IL COMPITO:
Continua il brano su West Side Story dopo la sua ultima frase.

═══ BRANO

West Side Story è la storia dell’amore tra Maria e Tony ma è anche la storia di una lotta per conquistare uno spazio urbano, uno spazio che è pieno di tutti i significanti culturali e ideologici della società anglo-americana. In questo senso, prosegue Sandoval-Sanchez, il musical non rappresenta i migranti Portoricani a New York, nell’immediato secondo dopoguerra, solo come persone che vogliono imporsi nel territorio,

threat to the assumed coherent and monolithic identity how the Puerto Rican immigration, from the margins of the ghetto threatens to disarticulate, according to Anglo-American, their sociolpolitical system at the capitalist center of New York46.

Manhattan è divisa in zone che non sono solo mere ripartizioni toponomastiche, ma rappresentano veri confini tra zone divise territorialmente, economicamente e per etnia e ogni gruppo evita di sconfinare nelle altre zone. Per Sandoval, West Side Story ha contribuito a perpetrare l’immagine del West Side come un luogo di tensioni etniche e di guerriglia urbana tra bande. Gli Jets, gli Americani sono un’antologia di americani essendo loro stessi figli di immigrati europei (la cosiddetta seconda generazione). Anche loro sono degli stereotipi, il loro modello è all American boy; rappresentano la superiorità del modello americano e non ammettono intrusioni di nessun altro nella loro banda, come definiscono chiaramente nella prima canzone Jet song, dove sostengono la loro superiorità, loro sono i più grandi e non si pongono nessun limite se non il cielo. Singolarmente, sottolinea Sandoval, in questa «antologia di americani» non trovano posto i neri e il confronto degli Jets è limitato solo ai Portoricani «against the Sharks we need every man we got». 

Sandoval vede in questa idea del West Side rappresentato come terra di frontiera dove bande rivali si aggirano per il territorio la visione razzista da parte degli autori, maggiormente enfatizzata dall’assenza assoluta degli altri territori di Manhattan, in particolare del limitrofo Upper East Side che è, invece, il quartiere delle classi borghesi, bianche, più elevate. È quest’assenza dell’East Side, per Sandoval segnalata con chiarezza già nei titoli iniziali, che fa diventare il West Side un non luogo dove la storia d’amore tra Maria e Tony nasconde il sottotesto idelogico di un racconto politico e razzista.

══════
═══ ESTRATTO DEI DATI

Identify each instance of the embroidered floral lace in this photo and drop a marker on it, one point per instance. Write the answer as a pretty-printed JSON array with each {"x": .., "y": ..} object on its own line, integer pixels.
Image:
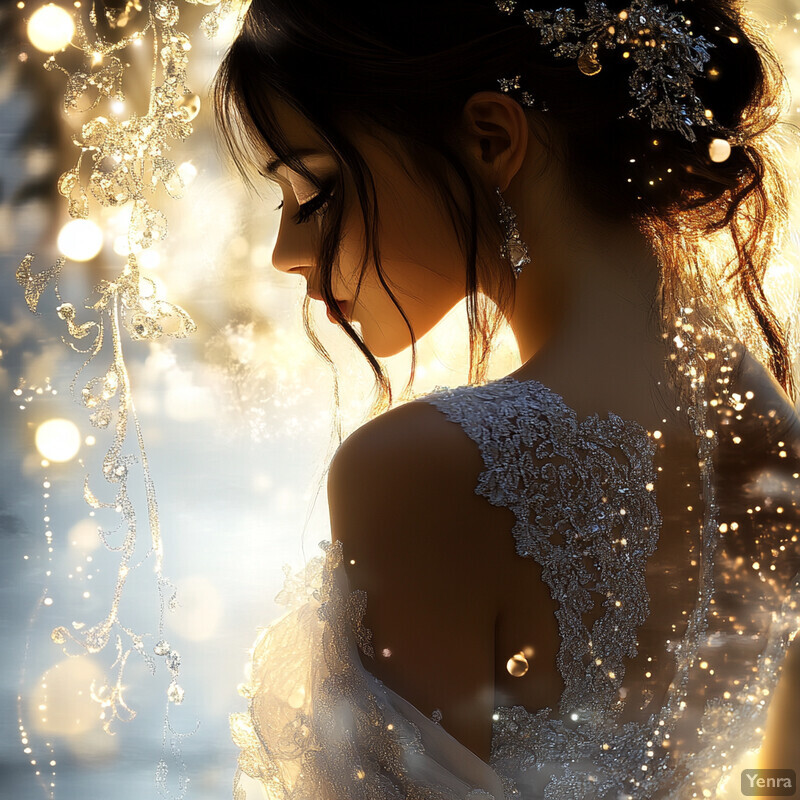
[{"x": 692, "y": 578}]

══════

SOLUZIONE:
Questo postulato di Sandoval trova in realtà una conferma in un evento descritto dallo stesso autore, riferito a una replica del musical teatrale che fu tenuta al Kennedy Center nel 1985; un critico scrisse, all’indomani: «[…] the actress Katherine Buffaloe looks and sounds more like an East Side debutante than a West Side Puerto Rican Girl […]». Nella critica compare in modo evidente come sia reale una divisione socioculturale tra i due quartieri in termini di classi sociali e di etnie. Questa differente visione del mondo, questo contrasto, per Sandoval, è implicitamente inscritto in West Side Story.

La prima scena del film definisce i termini della storia: due bande in lotta per un territorio. I primi ad apparire sulla scena sono i Jets, i padroni indiscussi di tutti gli spazi; dalle strade al campo di basket. È subito chiaro che i Jets non permettono agli Sharks di insediarsi nel territorio. Secondo Sandoval, la lettura, nella prospettiva da lui adottata, permette di individuare tutti i dualismi del musical: Jets/Sharks; U.S./Puerto Rico; centro/periferia; impero/colonia; nativi/estranei; identità/diversità; uniformità/contrasto; dualismi enfatizzati chiaramente nella prima scena del film. 

Quando gli Sharks stanno inseguendo i Jets, infatti, su un muro capeggia l’immagine di uno squalo con la bocca aperta e i denti in vista, in un’iconica rappresentazione del potenziale barbaro e criminale dei Portoricani. Molti dei Jets sono biondi, alti, in forma perfetta e raffigurano perfettamente il mito del ragazzo Americano, mentre i Portoricani sono tutti magri, con i capelli neri e la carnagione olivastra.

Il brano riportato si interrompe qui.